START SUPPLIED PASSAGE

Associate Professor & Director of Science and Math Education
As an educator in the biological sciences, I draw on years of secondary and postsecondary teaching experience; developing and conducting laboratory courses, field courses, student science camps, and teacher workshops; curriculum development and assessment; and classroom research and evaluation. Some of the early experiences that impacted my career included participating in NASA’s Teacher in Space program; developing a marine biology high school course; coaching Science Olympiads and Science Fairs; and taking students on field trips throughout the Southeast. At USM during the 1990’s, I facilitated the transformation of the Frazier Museum of Natural Science into the interactive Biological Sciences Learning Center and developed the campus Biology Trail. The Learning Center continues to provide a dynamic, technology-rich, artfully designed site for hands-on learning.
While a staff biologist at Biological Sciences Curriculum Study (BSCS) in Colorado, an Assistant Professor at the University of Texas at Dallas, and at USM, I authored various forms of curricula including: laboratory manuals for university courses, high school biology textbooks, supplemental units, informal science education units, and professional development programs. Oversight by review and advisory committees, pilot testing, field-testing, and analyses of data generated by qualitative and quantitative assessments and evaluations direct these processes. In every endeavor, I embrace the challenge of developing learning experiences that are inquiry-based and innovative while, at the same time, meeting the criteria of reliability and validity.

END SUPPLIED PASSAGE

- EXERCISE PROMPT
Can you continue the Director of Science and Math Education's professional statement after its last sentence?

START SUPPLIED RECORDS

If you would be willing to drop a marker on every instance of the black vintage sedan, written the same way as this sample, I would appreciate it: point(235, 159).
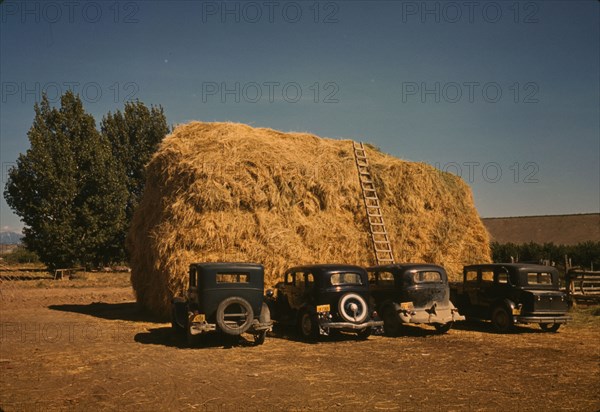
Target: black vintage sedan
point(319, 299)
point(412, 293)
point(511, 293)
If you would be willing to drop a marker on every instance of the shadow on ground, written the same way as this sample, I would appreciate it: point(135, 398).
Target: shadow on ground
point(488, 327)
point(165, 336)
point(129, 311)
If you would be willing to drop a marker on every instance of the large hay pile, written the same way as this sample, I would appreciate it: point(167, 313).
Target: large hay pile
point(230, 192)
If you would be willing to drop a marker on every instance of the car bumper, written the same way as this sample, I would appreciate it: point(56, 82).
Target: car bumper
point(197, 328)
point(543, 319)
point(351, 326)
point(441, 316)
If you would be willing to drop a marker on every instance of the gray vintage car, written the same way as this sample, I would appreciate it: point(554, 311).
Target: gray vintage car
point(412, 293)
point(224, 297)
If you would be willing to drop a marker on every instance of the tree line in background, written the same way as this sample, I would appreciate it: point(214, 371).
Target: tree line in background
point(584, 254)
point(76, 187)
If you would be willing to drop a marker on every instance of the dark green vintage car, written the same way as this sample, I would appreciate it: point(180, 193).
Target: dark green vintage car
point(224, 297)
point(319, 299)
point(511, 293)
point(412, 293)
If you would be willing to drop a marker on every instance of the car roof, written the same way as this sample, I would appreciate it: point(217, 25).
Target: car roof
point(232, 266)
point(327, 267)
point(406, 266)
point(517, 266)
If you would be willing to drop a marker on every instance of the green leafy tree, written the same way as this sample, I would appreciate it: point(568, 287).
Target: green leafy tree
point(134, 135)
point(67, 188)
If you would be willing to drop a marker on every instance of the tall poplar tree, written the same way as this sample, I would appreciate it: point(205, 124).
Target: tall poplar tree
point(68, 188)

END SUPPLIED RECORDS
START SUPPLIED RECORDS

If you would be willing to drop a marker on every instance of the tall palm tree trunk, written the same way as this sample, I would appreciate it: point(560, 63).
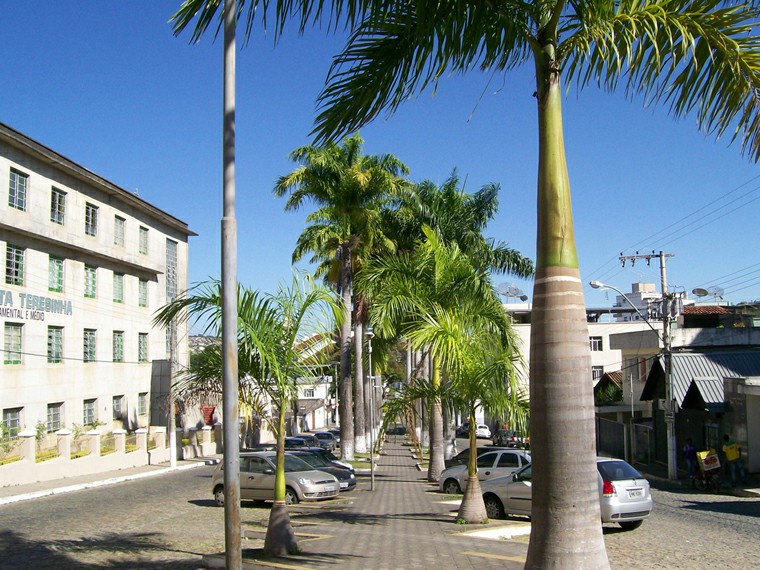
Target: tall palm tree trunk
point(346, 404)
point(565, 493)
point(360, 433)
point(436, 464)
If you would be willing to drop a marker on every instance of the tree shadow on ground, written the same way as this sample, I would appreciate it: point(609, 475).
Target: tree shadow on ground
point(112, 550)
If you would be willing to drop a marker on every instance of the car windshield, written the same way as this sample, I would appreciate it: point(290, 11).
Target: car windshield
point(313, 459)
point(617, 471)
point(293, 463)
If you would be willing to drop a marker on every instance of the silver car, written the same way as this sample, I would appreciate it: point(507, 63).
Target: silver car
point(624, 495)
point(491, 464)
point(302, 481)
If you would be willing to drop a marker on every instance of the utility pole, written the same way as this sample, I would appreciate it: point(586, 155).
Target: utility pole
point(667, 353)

END SUPPLIED RECORDS

- ANSWER SECTION
My courses are inquiry-based and technology rich: students engage in bioinformatics, genomics, and proteomics; and conduct laboratory investigations that include transformations, amplifications, and electrophoresis. I also teach field-based courses in such places as the Florida Keys, Galveston Bay, New Mexico, Big Bend National Park, and the Virgin Islands. Field-based biology courses enable teachers enrolled in the Science Education M.S. and Ph.D. programs to conduct original scientific research, broaden their understanding of the world, deepen their content knowledge, and add excitement and relevance to their classrooms.
I have taught undergraduate courses for biology majors and courses for non-science majors. These include all of the freshman biology courses at USM and an upper-level molecular and cell biology laboratory course at UT-Dallas. My science education graduate courses include Biotechnology, Bioethics, and Coastal Ecology. SME 700, Science Curriculum, explores how cognitive research has informed the development of educational materials and the uses of instructional technology. SME 789, seminar, seeks to broaden and integrate our students’ understanding by taping on expertise from all departments on campus. During my time at Southern Miss, I have been instrumental in assisting my department achieve national recognition through the National Science Teachers Association (NSTA) for the BS in Biological Science initial licensure program. I have also been involved in the re-accreditation process for the Southern Miss Professional Education Unit¹s accreditation with the National Council for the Accreditation of Teacher Education (NCATE).
I am the President of the Mississippi Science and Engineering Fair and director of the Region I Science and Engineering Fair (http://www.societyforscience.org/isef/). I enjoy serving as faculty advisor of the USM chapter of Roots & Shoots and the USM Wesley Foundation.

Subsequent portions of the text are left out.